Document excerpt: Begin
In Criticism and Ideology (1976), Eagleton embarked on an anti-Hegelian Marxism that critiqued British critical tradition (particularly F.R. Leavis and Raymond Williams) and re-evaluated the development of the English novel.  In this work he provides a general framework for understanding the relation between the literary text and the social world.  (He was later to modify his position in Walter Benjamin or Towards A Revolutionary Criticism (1981) after a consideration of post-structuralist theory).  Eagleton examined the relationship between literature and ideology.  He posits that the text may appear to be free in its relation to reality (that is, to invent characters and situations) but it is not free in its use of ideology (ideology meaning systems of representation which shape the individual's picture of lived experience).  He rejects Althusser's view that literature can distance itself from ideology; it is a complex reworking of already existing ideological discourses.  However, literature produces rather than reflects ideology.  Therefore, criticism is concerned with the production of ideological discourses as literature.

In Shakespeare and Society (1967) Eagleton is concerned with breaking down the distinctions between individual and society, and between life and social structure.  An often-used quotation from this text is “What we judge in the plays as relevant, what we actually see, is shaped by what we see in our own culture, in ourselves”.  Eagleton then returns to the novel with Exiles and Émigrés (1970).  Here he discusses the realist novel as reproducing history and social relations, and also extends the view of modernism by bringing colonialism, Englishness, and exile to bear on the meanings and values of modernism.
Document excerpt: End
Records shown: Begin
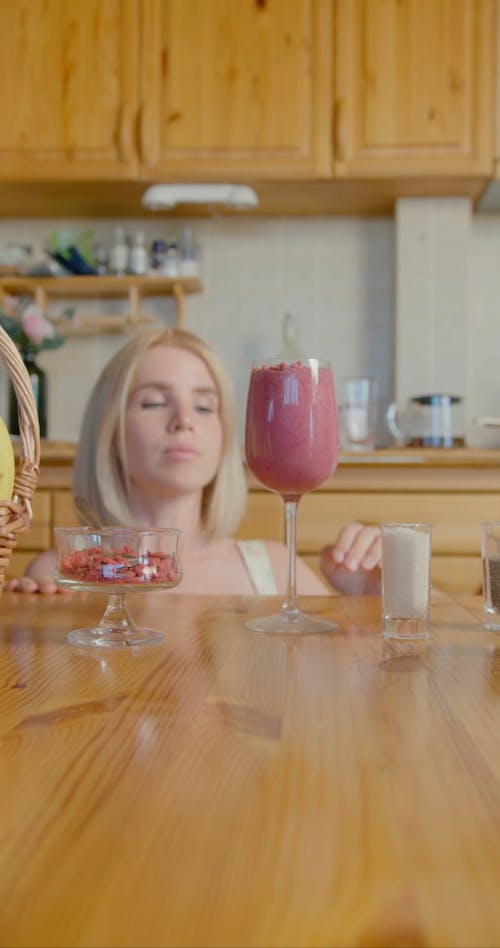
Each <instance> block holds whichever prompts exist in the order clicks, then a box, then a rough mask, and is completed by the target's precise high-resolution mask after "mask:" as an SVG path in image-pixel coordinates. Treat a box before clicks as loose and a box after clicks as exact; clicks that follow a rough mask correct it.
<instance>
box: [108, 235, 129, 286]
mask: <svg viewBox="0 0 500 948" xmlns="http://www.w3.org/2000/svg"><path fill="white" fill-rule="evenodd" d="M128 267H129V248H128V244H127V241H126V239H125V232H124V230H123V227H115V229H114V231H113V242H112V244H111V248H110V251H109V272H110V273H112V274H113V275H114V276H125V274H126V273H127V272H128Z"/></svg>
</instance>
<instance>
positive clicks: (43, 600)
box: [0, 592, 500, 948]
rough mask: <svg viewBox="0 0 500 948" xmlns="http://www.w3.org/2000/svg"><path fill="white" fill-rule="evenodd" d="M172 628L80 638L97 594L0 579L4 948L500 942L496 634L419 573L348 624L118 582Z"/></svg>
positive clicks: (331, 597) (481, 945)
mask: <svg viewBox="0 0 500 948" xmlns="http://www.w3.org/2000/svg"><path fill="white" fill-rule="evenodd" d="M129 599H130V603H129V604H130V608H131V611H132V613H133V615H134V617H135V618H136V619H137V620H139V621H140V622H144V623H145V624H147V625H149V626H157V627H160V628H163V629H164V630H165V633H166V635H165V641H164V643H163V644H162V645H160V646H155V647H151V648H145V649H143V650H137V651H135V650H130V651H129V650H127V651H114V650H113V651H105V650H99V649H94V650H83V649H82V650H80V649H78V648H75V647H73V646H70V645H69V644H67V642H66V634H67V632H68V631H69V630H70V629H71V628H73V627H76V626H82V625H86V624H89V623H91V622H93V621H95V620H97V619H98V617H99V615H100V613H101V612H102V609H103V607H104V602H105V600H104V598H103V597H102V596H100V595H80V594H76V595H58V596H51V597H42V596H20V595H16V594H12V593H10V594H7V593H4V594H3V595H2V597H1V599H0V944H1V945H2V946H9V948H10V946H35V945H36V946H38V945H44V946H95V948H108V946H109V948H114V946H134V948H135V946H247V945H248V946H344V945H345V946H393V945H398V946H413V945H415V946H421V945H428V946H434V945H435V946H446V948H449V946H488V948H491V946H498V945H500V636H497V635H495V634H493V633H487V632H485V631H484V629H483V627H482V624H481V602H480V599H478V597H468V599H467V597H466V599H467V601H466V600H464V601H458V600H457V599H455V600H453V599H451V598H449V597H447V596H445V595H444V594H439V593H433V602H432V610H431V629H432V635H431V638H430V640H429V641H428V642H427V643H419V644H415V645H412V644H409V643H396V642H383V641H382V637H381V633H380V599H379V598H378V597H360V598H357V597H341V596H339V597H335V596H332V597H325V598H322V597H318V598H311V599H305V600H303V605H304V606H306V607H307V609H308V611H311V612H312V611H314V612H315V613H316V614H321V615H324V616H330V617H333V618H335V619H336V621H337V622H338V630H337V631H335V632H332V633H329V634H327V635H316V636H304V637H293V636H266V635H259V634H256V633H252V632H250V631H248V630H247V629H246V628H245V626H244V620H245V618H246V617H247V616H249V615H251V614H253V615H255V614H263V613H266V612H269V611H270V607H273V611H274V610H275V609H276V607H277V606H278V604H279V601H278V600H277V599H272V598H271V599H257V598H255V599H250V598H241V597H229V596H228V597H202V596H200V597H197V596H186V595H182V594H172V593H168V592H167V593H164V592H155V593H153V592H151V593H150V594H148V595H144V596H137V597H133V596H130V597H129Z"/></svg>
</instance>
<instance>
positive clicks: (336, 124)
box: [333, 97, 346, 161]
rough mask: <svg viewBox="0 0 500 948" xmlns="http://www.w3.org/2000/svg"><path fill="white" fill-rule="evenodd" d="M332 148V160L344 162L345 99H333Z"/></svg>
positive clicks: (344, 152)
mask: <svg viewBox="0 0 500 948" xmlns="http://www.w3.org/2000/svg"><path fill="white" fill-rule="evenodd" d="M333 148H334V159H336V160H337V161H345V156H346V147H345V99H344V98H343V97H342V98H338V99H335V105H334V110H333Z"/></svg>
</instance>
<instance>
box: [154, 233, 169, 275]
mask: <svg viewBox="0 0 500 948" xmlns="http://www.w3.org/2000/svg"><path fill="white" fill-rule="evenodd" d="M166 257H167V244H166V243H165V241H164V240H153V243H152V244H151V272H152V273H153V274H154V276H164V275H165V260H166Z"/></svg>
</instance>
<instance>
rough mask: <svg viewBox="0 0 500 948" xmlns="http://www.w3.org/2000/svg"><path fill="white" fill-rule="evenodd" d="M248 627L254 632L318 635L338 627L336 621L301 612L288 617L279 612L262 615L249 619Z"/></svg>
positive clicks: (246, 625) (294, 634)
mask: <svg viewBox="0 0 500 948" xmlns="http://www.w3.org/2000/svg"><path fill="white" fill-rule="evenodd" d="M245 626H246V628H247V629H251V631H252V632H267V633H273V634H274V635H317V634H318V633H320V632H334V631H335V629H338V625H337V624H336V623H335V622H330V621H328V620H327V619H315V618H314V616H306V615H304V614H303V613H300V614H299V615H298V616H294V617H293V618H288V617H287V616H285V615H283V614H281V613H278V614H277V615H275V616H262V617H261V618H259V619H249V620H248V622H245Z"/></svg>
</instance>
Records shown: End
Questions to answer -
**a.** Copy the Eagleton excerpt from "In Shakespeare and" to "values of modernism.".
**b.** Using the Eagleton excerpt, say whether each statement agrees with it, and quote the words that decide it: (i) Criticism and Ideology appeared in 1976. (ii) Eagleton accepts Althusser's view that literature can distance itself from ideology. (iii) In Exiles and Émigrés, Eagleton discusses the realist novel as reproducing history and social relations.
**c.** Pick up the Eagleton excerpt after its last sentence and keep writing it.
None of the entries is needed here.

Your responses -
**a.**
In Shakespeare and Society (1967) Eagleton is concerned with breaking down the distinctions between individual and society, and between life and social structure.  An often-used quotation from this text is “What we judge in the plays as relevant, what we actually see, is shaped by what we see in our own culture, in ourselves”.  Eagleton then returns to the novel with Exiles and Émigrés (1970).  Here he discusses the realist novel as reproducing history and social relations, and also extends the view of modernism by bringing colonialism, Englishness, and exile to bear on the meanings and values of modernism.

**b.**
(i) Yes: "In Criticism and Ideology (1976)"
(ii) No: "He rejects Althusser's view that literature can distance itself from ideology"
(iii) Yes: "Here he discusses the realist novel as reproducing history and social relations"

**c.**
Eagleton's 1977 essay “Marxist Literary Criticism” shows the beginnings of his discontent with realist aesthetics and structuralism as a tool for literary criticism, and he begins to look for another way of considering the structural relations between literature and history.  He then shifts to the idea of literature as a social practice and to ways of determining the ideological conditions under which the literary work is produced.  This shift is particularly evident in Marxism and Literary Criticism (1976). 

In what is regarded as his best work, Walter Benjamin or Towards a Revolutionary Criticism (1981), Eagleton questions the relation between socialist cultural theory and cultural practice, and the bearing these have on revolutionary politics.  He also recognises and values feminist criticism.